◆ **PAGE TEXT**
****************
Why is an HSG performed?
Damage to the fallopian tubes and /or the uterus can interfere with the passage of sperm, eggs and embryos, thus hindering the establishment of pregnancy. An HSG is a diagnostic procedure, which allows the physician to identify any blockage in the fallopian tubes. Also, obvious defects of the uterus such as scarring, fibroids or developmental abnormalities can be detected.
What is involved?
The radiologist will inject a small amount of dye into the uterus by passing an instrument through the cervix. X-rays can display the dye. Enough dye will be injected to permit the visualization of the uterine cavity and the pathways through the fallopian tubes. Spillage of the dye from each fallopian tube should be observed if the tubes are patent. Blockage of either or both tubes can be confirmed by failure to pass the dye. The procedure may cause some discomfort and spotting can occur afterwards.
****************
◆ **REQUIRED ACTION**
Pick up the text on the HSG procedure after its final sentence and carry it further. The listing that follows is separate material and has no connection to the HSG text.
****************
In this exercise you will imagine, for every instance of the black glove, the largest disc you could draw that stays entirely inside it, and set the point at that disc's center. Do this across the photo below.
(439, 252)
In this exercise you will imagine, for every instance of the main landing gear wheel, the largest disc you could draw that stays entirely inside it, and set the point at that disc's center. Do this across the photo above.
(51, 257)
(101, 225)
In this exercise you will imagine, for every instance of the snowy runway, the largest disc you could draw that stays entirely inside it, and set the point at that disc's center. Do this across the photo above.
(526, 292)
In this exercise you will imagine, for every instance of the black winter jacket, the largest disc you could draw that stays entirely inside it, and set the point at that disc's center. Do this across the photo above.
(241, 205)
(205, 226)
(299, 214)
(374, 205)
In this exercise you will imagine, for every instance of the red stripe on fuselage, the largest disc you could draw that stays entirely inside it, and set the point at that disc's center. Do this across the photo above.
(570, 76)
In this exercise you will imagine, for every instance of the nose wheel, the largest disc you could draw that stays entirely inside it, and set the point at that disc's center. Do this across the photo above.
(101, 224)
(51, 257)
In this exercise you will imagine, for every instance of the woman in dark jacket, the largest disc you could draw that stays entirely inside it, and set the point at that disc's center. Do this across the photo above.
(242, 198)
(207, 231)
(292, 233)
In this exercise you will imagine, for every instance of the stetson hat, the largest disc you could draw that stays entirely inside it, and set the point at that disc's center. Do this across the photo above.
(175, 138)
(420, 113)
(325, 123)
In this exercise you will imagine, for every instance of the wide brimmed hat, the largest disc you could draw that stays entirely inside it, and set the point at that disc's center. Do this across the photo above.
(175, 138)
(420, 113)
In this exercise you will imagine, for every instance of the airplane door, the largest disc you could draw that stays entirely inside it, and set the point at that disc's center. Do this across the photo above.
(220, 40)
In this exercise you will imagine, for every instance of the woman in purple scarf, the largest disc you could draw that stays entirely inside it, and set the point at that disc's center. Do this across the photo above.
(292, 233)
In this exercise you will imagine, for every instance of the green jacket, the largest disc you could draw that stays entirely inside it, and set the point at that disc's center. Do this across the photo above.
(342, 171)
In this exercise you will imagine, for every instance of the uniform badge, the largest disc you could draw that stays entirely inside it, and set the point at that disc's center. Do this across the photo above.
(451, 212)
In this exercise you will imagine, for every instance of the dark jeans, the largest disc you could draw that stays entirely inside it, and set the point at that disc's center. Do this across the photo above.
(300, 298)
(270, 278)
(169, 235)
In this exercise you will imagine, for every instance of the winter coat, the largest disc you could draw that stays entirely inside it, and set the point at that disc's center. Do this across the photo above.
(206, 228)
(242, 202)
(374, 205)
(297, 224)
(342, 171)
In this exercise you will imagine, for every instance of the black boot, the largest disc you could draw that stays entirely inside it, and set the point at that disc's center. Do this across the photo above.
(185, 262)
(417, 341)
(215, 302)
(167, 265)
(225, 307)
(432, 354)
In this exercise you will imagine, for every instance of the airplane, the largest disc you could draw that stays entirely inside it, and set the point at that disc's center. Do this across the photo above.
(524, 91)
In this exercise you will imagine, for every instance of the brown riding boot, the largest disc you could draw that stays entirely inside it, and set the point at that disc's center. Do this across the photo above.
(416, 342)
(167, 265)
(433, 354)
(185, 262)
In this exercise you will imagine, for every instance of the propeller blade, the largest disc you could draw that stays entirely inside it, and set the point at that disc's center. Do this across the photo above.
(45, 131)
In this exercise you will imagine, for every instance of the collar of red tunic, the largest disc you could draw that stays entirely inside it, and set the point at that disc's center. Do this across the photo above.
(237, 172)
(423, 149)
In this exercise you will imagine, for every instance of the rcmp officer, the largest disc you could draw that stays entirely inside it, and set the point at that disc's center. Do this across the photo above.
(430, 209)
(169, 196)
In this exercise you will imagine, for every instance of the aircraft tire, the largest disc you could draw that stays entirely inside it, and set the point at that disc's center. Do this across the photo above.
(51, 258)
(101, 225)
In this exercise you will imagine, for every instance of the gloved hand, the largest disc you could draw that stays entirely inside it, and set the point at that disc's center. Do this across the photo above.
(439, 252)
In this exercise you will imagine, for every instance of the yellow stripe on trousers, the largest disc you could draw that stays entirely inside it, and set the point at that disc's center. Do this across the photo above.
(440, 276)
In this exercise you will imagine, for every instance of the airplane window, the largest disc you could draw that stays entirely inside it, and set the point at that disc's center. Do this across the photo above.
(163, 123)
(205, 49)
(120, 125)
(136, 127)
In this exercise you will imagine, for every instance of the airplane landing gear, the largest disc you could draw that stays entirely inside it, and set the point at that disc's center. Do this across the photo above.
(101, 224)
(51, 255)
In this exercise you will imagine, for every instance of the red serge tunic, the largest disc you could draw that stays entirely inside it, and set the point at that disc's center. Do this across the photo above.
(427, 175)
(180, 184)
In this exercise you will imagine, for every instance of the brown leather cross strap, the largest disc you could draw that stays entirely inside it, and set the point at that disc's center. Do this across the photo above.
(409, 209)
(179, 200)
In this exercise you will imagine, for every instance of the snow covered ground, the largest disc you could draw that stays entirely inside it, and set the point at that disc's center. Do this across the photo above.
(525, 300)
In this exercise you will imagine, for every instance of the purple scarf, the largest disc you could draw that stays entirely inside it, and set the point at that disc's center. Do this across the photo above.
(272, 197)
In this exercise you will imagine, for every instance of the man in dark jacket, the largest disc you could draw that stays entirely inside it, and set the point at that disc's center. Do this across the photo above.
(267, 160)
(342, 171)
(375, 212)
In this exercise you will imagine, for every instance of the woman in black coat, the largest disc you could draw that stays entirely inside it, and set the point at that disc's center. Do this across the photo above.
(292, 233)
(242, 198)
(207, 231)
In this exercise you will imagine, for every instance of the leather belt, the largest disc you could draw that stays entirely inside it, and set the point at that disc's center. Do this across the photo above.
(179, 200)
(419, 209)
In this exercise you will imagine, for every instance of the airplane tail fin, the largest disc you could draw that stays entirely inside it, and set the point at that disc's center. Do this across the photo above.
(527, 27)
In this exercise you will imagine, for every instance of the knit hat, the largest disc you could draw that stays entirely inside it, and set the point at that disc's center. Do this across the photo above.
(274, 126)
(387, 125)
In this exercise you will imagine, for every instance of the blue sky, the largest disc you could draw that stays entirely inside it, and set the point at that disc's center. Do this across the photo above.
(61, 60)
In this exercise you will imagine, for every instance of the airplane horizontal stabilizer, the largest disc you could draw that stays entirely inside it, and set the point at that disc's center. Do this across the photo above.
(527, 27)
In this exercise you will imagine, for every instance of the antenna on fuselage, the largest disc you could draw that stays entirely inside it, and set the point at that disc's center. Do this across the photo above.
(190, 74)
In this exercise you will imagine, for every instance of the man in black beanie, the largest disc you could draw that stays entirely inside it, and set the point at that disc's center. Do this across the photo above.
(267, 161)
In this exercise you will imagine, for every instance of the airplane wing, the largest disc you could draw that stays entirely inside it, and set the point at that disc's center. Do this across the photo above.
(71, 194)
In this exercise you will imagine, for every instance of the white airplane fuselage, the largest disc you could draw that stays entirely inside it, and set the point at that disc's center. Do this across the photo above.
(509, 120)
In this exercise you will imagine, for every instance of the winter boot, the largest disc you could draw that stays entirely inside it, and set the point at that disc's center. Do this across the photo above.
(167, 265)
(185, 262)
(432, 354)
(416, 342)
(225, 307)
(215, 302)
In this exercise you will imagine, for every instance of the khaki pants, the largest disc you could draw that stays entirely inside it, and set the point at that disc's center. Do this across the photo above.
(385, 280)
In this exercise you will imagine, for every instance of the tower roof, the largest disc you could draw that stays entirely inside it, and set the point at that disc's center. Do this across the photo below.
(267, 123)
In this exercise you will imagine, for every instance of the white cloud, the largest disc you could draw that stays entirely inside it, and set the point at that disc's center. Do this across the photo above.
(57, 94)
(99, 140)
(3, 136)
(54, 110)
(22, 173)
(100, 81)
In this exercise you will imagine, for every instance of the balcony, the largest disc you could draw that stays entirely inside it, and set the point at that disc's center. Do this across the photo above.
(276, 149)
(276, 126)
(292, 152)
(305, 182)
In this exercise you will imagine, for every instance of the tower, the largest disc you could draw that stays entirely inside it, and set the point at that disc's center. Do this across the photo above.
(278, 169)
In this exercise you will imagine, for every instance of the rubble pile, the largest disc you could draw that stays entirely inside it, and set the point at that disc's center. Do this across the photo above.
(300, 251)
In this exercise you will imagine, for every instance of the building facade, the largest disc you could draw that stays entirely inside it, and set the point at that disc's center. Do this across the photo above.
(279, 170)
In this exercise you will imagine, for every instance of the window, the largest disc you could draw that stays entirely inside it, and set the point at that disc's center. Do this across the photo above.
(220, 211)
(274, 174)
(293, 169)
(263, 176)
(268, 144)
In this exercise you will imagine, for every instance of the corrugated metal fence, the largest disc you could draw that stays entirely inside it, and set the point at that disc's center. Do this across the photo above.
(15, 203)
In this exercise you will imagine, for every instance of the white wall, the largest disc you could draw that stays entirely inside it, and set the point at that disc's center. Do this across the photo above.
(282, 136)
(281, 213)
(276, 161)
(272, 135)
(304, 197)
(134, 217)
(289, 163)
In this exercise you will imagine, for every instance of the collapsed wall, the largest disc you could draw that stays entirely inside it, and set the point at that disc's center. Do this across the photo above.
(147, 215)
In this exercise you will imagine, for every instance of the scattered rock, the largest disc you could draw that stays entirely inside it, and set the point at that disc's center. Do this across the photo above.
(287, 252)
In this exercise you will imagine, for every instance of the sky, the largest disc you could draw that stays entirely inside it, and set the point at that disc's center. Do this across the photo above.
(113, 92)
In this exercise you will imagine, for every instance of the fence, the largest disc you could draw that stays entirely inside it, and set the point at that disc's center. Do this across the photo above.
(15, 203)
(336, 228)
****************
◆ **OUTPUT**
How to prepare for an HSG
Your HSG will be scheduled at the time between the complete cessation of menstrual flow and expected ovulation. You are advised not to have unprotected intercourse from the first day of your menstrual flow until after the procedure date. On the day of the procedure you may have meals. but eat lightly. Approximately 30 minutes before the procedure take 600-800 mgs of either Advil, Motrin or 440 mg of Anaprox. Normally you will be able to return to work after the procedure.
Where is the procedure performed?
You will need to collect a prescription from our office and then report to Patient Registration of the Hospital or Diagnostic Center at least 15 minutes prior to scheduled procedure time. Please confirm with our reception staff where to attend.
Things to remember
Please notify us if you suffer from asthma or have been diagnosed with Mitral Valve Prolapse. You may have to be medicated prior to your HSG. Please notify us of any allergies you may have.